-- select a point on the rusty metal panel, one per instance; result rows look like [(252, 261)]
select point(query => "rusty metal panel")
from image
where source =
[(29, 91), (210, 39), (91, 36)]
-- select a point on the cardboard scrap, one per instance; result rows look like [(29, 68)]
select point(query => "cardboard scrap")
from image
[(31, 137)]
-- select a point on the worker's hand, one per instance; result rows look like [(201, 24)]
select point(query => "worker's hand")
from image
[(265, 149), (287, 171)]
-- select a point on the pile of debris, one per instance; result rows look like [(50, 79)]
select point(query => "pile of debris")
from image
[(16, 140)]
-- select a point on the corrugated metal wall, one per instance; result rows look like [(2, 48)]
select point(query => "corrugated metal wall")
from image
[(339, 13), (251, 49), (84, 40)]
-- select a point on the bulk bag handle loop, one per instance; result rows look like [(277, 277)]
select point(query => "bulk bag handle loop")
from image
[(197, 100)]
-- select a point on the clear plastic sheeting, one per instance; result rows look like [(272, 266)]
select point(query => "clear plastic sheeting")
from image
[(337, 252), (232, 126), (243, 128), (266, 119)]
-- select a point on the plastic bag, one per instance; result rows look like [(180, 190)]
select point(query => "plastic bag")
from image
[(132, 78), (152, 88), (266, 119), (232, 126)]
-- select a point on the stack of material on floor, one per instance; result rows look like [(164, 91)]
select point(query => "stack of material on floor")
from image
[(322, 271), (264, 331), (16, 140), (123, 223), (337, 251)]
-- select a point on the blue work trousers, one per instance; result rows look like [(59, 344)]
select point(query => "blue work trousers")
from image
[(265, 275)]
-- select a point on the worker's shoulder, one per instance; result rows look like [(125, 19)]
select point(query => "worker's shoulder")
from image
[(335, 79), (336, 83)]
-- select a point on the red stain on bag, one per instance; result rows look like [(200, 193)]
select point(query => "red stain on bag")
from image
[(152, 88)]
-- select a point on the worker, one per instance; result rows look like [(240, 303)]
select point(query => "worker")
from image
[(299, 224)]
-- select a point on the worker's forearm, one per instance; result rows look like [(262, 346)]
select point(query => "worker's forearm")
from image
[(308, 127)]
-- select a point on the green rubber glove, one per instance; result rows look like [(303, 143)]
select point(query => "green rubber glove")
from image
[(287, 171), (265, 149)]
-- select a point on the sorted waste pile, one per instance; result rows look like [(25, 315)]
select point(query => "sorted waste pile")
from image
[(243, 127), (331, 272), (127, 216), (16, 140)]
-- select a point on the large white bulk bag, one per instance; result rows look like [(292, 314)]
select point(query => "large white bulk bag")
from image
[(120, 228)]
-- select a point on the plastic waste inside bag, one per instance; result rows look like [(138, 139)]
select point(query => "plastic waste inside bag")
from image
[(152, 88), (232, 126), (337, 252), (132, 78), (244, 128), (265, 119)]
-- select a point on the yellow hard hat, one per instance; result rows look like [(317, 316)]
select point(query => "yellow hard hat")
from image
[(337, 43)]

++++++++++++++++++++

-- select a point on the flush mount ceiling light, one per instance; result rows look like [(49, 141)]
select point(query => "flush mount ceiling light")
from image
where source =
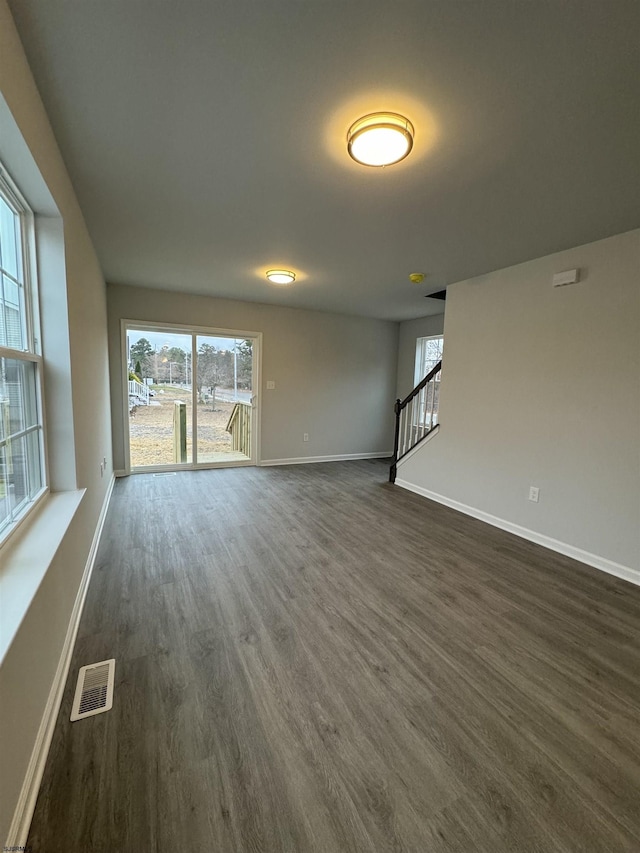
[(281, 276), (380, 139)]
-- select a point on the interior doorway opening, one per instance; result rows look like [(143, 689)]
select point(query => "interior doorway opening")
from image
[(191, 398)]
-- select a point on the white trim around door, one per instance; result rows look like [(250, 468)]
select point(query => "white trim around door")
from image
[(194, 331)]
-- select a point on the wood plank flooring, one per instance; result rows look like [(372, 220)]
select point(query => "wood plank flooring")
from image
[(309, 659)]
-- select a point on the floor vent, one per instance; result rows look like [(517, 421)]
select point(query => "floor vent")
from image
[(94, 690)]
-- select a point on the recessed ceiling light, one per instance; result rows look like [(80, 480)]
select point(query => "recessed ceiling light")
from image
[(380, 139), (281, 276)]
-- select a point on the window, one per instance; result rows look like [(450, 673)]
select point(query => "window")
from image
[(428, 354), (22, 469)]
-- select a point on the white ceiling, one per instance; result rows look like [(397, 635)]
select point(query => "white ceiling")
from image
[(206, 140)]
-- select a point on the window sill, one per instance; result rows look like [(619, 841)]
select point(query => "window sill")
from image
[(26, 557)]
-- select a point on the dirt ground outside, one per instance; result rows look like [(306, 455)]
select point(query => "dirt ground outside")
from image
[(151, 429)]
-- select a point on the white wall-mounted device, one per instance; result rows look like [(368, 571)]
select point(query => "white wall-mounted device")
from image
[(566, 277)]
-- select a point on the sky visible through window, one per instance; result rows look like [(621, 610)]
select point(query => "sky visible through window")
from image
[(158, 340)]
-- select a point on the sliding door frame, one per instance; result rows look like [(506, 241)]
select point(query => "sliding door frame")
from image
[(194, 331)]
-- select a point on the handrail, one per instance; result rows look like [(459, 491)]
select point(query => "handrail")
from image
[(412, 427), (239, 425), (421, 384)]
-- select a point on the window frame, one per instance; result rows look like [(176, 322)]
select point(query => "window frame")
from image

++++++++++++++++++++

Determine how many lines of the listing contain the string "forearm", and give only the number.

2